# start of TEXT PROVIDED

Mediation Strategy For Resolving Issue On Child Custody
Justice delayed is justice denied is a famous quote by William E. Gladstone. The legal issue identified during the externship was that concerning child custody. Who is legally entitled by the law to have the child? Many litigants resorts in the legal process (court proceedings) to be able to acquire custody of the children but this has been quite a journey for most of them. They claim the process is quite tedious and takes most of their time. From all this I got an impression that the simplest way in which parties can acquire child custody is through mediation. Mediation is one of the alternative form of dispute resolution that according to Moore it involves the intervention into a dispute or negotiation by acceptable, neutral third party who has no authoritative decision making power to assist disputing parties in voluntarily reaching their own mutually accepted agreement on the issue in dispute.

# end of TEXT PROVIDED
# start of RECORDED DATA

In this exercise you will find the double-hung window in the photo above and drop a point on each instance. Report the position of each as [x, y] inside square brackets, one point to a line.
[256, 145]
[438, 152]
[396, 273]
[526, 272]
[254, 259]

# end of RECORDED DATA

AIM OF THE EXERCISE => Reproduce the entire passage on mediation in child custody disputes word for word, starting with its title.

CORRECT OUTPUT =>
Mediation Strategy For Resolving Issue On Child Custody
Justice delayed is justice denied is a famous quote by William E. Gladstone. The legal issue identified during the externship was that concerning child custody. Who is legally entitled by the law to have the child? Many litigants resorts in the legal process (court proceedings) to be able to acquire custody of the children but this has been quite a journey for most of them. They claim the process is quite tedious and takes most of their time. From all this I got an impression that the simplest way in which parties can acquire child custody is through mediation. Mediation is one of the alternative form of dispute resolution that according to Moore it involves the intervention into a dispute or negotiation by acceptable, neutral third party who has no authoritative decision making power to assist disputing parties in voluntarily reaching their own mutually accepted agreement on the issue in dispute.